# Tasks:
- A) List every question that Dynamic Business puts to Steve Brodie in the interview about CSIRO's ON Accelerator.
- B) Write the next part of the interview about CSIRO's ON Accelerator, starting after its final sentence.

Great sci-tech innovations are trapped in the university system because there has been a failure to properly test them with potential customers in mind, according to Steve Brodie, the new Managing Director of CSIRO’s ON Accelerator program.

Established in 2015, ON assists researchers from the fields of science and technology to validate – and discover a real-world application for – their research via two accelerator programs that bring together expertise from established researchers, entrepreneurs and mentors. ON Accelerate is a 12-week, full-time accelerator program for research teams with around a third of the program delivered through face-to-face workshops. Meanwhile, ON Prime is an 8-week, part-time pre-accelerator involving around five face-to-face sessions and a ten-hour commitment per team member, one of whom must be in a paid research role, with performance bonuses available for each team. [Note: Dynamic Business recently interviewed ON Prime graduate Retha Wiesner, Founder of WiRE – Women in Rural, Regional, and Remote Enterprise]

Brodie, a commercialisation specialist who previously served as the Open Innovation Manager at the University of NSW, spoke to Dynamic Business about joining CSIRO’s sci-tech accelerator and the barriers faced by sci-tech innovators.

Steve Brodie
Steve Brodie, MD, ON Accelerator

DB: What was your motivation for joining CSIRO’s ON Accelerator?

Brodie: I’m a research scientist who has studied and worked in the UK and throughout Europe. Originally, I worked on blue sky ideas before moving over to product development, where I put research findings to use in high-tech industries. As such, my career has involved trying to figure how scientists can find a real-world use for their good ideas.

As a country, Australia is very good at the input side of the innovation equation, i.e. there are good ideas, but not so good at the output side. I wanted to work with CSIRO, through ON Accelerator, to help research teams from across Australia’s 41 universities put their research to good use.

DB: Can you briefly explain why ON Accelerator was established?

Brodie: ON was originally established by CSIRO in 2015 to get its own researchers to think about the impact their findings could have on the world and help them engage with potential customers sooner. Simply put, CSIRO didn’t want ideas to be left on the shelf. In July, last year, CSIRO began offering ON Accelerator to external research organisation, including universities. So far, we’ve had over a hundred teams go through Prime and over 30 teams have gone through Accelerate. 

DB: Do many sci-tech ideas end up gathering cobwebs on uni shelves?

Brodie: There are a lot of ideas within the university sector that aren’t going anywhere. My experience working with university researchers is that their ideas are great from a science perspective but they’re not always good from a customer solution perspective. There’s a mismatch between why the science was developed, where it’s at and the problem the researchers are attempting to solve. In other words, problem/solution fit is an issue – there are really good ideas which are not really solving problems for potential customers or partners because they’ve not really been tested with potential customers – either well enough or soon enough to make it worthwhile pursuing. Another problem is that less well-resourced universities can focus less on the problem/solution fit.

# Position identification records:
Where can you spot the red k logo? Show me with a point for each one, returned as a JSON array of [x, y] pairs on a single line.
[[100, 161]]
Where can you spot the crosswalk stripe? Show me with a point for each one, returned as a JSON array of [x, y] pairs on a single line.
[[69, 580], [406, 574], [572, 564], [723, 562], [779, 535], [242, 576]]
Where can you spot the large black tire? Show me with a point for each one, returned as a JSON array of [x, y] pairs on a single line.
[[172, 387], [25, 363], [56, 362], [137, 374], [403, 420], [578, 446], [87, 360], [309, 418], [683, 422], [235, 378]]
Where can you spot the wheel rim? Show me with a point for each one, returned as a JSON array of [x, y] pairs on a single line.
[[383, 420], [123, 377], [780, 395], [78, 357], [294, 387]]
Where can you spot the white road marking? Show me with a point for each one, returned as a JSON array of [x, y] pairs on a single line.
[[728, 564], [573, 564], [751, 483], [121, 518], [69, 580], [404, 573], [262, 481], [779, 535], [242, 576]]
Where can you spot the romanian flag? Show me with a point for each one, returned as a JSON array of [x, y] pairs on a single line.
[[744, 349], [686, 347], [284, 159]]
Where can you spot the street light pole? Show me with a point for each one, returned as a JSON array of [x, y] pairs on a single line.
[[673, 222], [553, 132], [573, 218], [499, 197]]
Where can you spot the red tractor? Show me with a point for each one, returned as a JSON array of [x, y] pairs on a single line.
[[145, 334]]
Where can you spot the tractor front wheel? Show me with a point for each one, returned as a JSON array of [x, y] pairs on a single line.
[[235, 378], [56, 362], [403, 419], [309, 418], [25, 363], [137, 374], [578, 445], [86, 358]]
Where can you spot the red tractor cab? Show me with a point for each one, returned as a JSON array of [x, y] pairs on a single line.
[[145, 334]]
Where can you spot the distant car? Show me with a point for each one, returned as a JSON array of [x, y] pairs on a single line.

# Responses by task:
- A)
What was your motivation for joining CSIRO's ON Accelerator?
Can you briefly explain why ON Accelerator was established?
Do many sci-tech ideas end up gathering cobwebs on uni shelves?

- B)
DB: So, researchers need help finding a commercial application?

Brodie: That’s part of it. What the ON program does (particularly ON Prime) is encourage researchers to get into that mindset of engaging with the outside world – i.e. potential customers and partners – sooner rather than later. It’s better for researchers to have insights from potential customers and industries early on, rather than spending years travelling down their research pathway only to find there isn’t a good product/solution fit. ON primarily acellerates the process of validating researcher assumptions and gets their engagement with industry moving really well.

DB: Is the point of ON that the researchers become entrepreneurs?

Brodie: Not really, per say, although sometimes that’s the case. We’re really interested in researchers being intrapreneurs, i.e. having an entrepreneurial mindset while staying in your own organisation and learning the tools and skills required to engage with potential customers and partners. ON Accelerator helps researchers identify a runway for their ideas, and getting them the support they need to make it happen, which could mean joining forces with a serial entrepreneur.

DB: What can sci-tech innovators do to overcome poor problem/solution fit?

Brodie: They must get to the bottom of what their potential customers are trying to get done as soon as possible, rather than making assumptions and hypothesis based on the fact that they know their product. In other words, they should take the lean startup/innovation approach – know your customers; bring them close to you early in the product development phase; learn, iterate and improve; and then go back to the customer.

They should also bring their partners on this journey sooner rather than later. By partners, I mean those groups external to their startup who they need to have good relationships with – for example, offshore product development or external designers – because we know startups are not always able to do everything in-house from day one.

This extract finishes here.